### Written task A
Report every line of the rows below that contains the word "Objective", matching case exactly.

Start of Document segment

Evil weasels and random monkeys

I’m doing testing on a new release of Abacus at the moment, so I’m in a software QA (Quality Assurance) frame of mind.
One of the tenets of software QA is “Assume users are malicious”. That’s also one of the tenets of security engineering, but in a completely different way.
A security engineer treats users as malicious, as the users he or she is most concerned about are crackers trying to compromise their system, so they really are malicious. A QA engineer knows that if you have enough users in the field, making enough different mistakes or trying to do enough unusual things, they’ll find all the buggy little corners of your application eventually – and crash it or corrupt data more reliably than a genuinely malicious user.
As a QA engineer it’s easier to personify the forces of chaos you’re defending against as a single evil weasel than a million random monkeys.
In the bulk email world the main points where you interact with your users are signup, confirmation, unsubscription and click-throughs. Always think about what the evil weasel will do at that point.

End of Document segment
Start of Raw records

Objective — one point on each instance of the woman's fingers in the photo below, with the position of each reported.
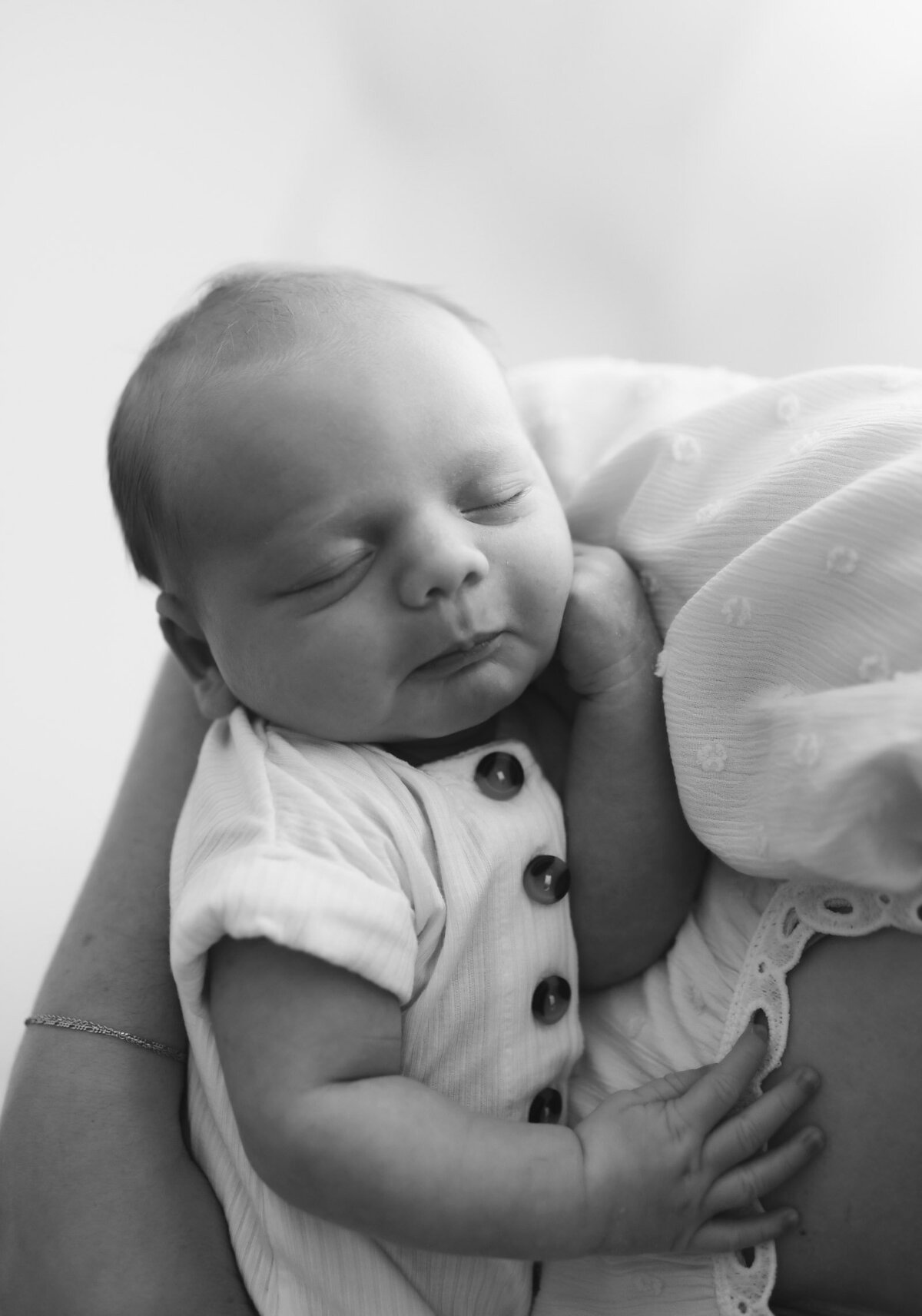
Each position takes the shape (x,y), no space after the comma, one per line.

End of Raw records
Start of Raw records

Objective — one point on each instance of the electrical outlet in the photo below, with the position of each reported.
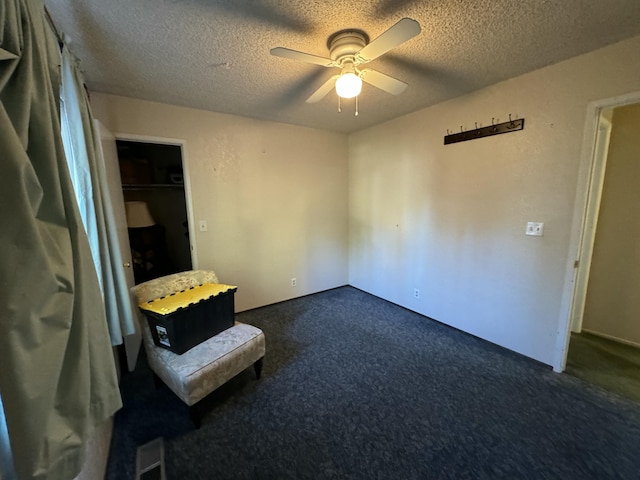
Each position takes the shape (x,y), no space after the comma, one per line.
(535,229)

End of Raw records

### Written task B
Answer these questions about the post on evil weasels and random monkeys:
(i) Which tenet of software QA does the post quote?
(ii) Rather than a million random monkeys, what does the post say is easier to personify the forces of chaos as?
(iii) What four points of user interaction in the bulk email world does the post list?

### Final result A
Objective — one point on each instance of the woman's fingers in the photo below, with the position of each reported.
Objective — one point on each instance of the electrical outlet in the photo below, with the position of each reported.

### Final result B
(i) "Assume users are malicious"
(ii) A single evil weasel
(iii) Signup, confirmation, unsubscription and click-throughs